[Start of Attachment]

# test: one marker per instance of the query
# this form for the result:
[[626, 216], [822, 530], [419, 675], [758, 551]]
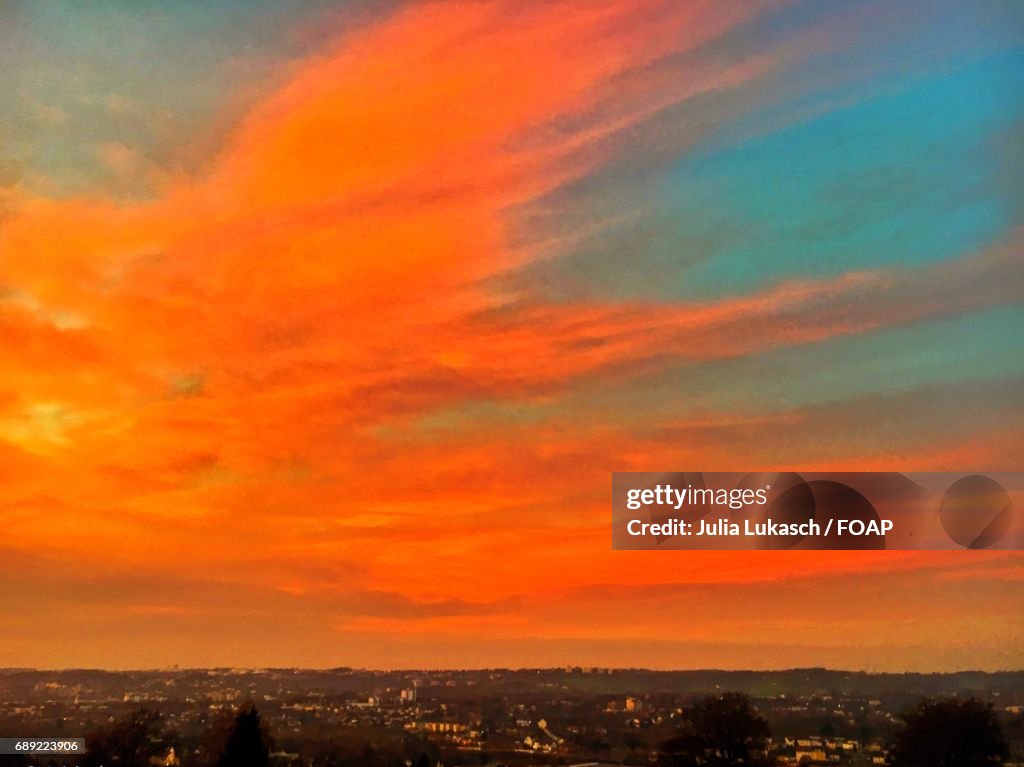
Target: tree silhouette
[[720, 731], [949, 733], [246, 744], [130, 741]]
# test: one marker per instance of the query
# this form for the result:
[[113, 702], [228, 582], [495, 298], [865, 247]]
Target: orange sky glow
[[292, 407]]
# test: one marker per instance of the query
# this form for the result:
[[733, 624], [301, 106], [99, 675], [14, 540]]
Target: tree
[[720, 731], [949, 732], [246, 744]]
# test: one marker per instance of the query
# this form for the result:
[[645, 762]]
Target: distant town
[[569, 716]]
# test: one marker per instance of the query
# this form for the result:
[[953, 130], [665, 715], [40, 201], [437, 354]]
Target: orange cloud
[[214, 395]]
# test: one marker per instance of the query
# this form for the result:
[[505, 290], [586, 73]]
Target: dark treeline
[[721, 730]]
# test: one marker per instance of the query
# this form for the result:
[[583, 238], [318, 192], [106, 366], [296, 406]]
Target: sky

[End of Attachment]

Could you quote, exactly as they appear, the line containing "Target: orange cloud" and every line after it to the end of the records above?

Target: orange cloud
[[214, 395]]
# test: one marker per instance of the query
# this form for the result:
[[505, 290], [586, 73]]
Target: dark treeline
[[721, 730]]
# test: one marker per instance of the query
# this form for the result:
[[583, 238], [318, 192], [106, 366], [296, 406]]
Target: sky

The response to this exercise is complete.